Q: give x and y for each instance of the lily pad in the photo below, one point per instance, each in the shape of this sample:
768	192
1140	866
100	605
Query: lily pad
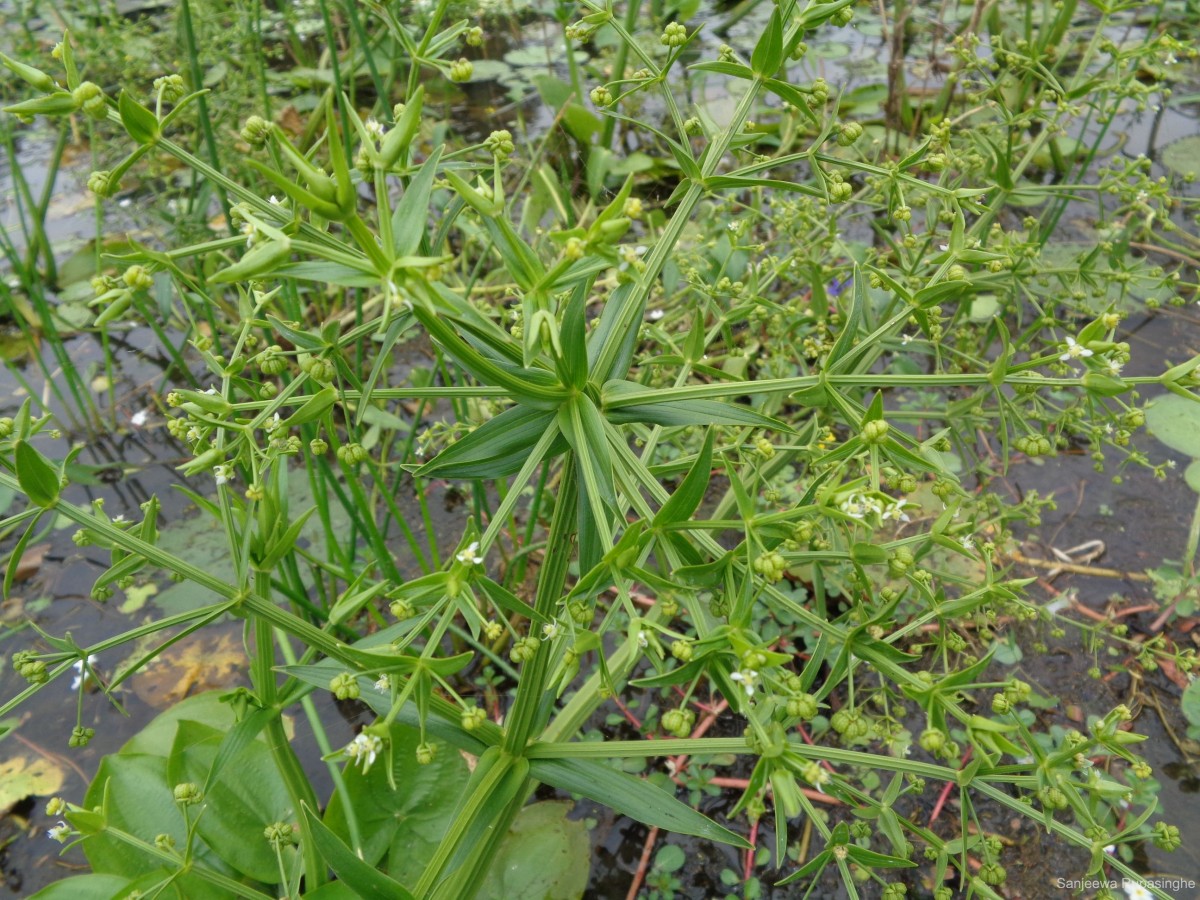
405	825
1182	156
1175	421
545	855
21	778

============================================================

◆ TASK DESCRIPTION ◆
Return each line from the material above exactly, but not the pictures.

◆ SOLVED PROBLEM ◆
Q: give x and y for each instance of the lily pad in the photo below, one point per instance, each in the shape of this sample:
768	192
1140	866
100	605
Query: lily pad
405	825
1182	156
1175	421
545	855
21	778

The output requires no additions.